--- START Dataset excerpts ---

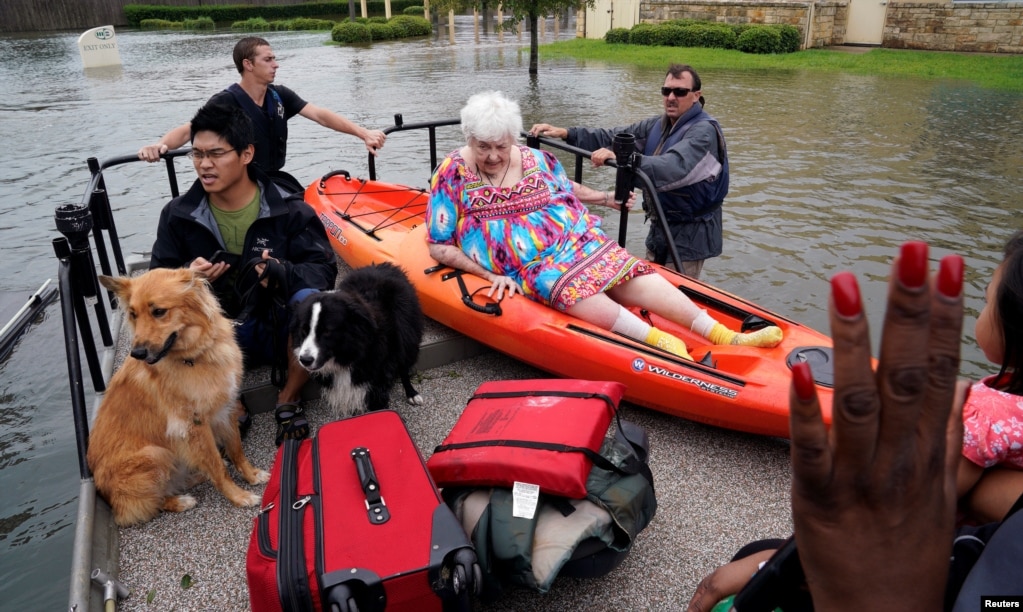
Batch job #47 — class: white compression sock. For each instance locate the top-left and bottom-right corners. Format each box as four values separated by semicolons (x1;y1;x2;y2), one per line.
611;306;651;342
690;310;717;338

--- END Dataset excerpts ---
--- START Dataset excerpts ---

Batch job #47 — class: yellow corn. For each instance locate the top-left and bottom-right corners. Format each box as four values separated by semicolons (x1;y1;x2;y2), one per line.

--- END Dataset excerpts ---
--- START Dataset excerpts ---

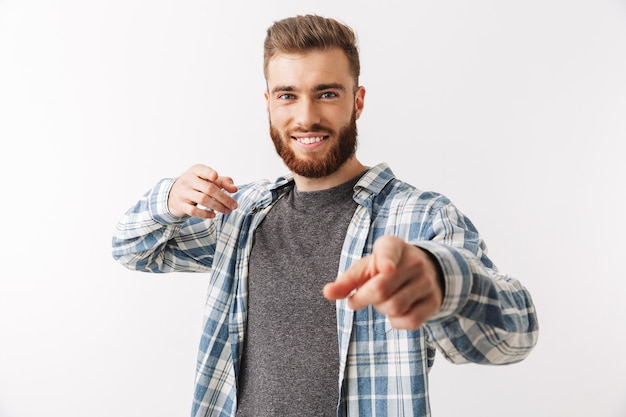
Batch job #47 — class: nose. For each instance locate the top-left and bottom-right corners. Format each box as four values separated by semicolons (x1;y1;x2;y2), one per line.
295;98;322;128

--- END Dataset excerpts ---

List every line above that contains the word "compression".

**Output below**
Batch job #47 — class: white compression sock. For each instance locate the top-left and bottom-right corners. Format each box as four values separated by semicolons (x1;y1;x2;y2), one per line.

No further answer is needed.